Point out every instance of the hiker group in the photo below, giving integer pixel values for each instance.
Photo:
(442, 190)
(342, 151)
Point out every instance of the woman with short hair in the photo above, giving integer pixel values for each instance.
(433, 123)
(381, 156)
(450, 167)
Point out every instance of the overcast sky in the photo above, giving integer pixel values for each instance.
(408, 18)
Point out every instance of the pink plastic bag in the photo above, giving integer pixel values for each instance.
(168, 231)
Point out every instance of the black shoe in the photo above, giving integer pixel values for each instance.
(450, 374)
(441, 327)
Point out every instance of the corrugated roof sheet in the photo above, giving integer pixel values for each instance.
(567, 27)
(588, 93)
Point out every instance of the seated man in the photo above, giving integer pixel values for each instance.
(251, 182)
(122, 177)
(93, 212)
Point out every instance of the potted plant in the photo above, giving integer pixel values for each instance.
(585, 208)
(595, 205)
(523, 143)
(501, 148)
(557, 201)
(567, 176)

--

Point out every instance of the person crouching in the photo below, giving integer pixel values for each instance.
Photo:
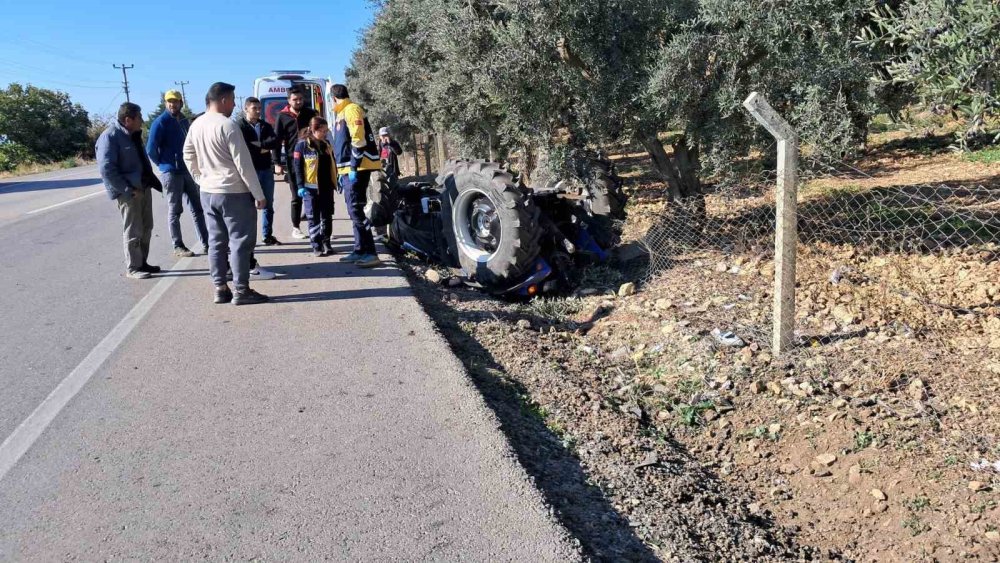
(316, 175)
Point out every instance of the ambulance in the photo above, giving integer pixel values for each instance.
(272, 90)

- _Direction_
Pick out every line of the records above that contains the word "below", and copy each such line.

- _Final answer_
Point out every instance of the hiker group in the photo below, giving integer pixel values for each instance.
Point out every instance of the person crouching in the photo below, giving integer pixel values for each instance.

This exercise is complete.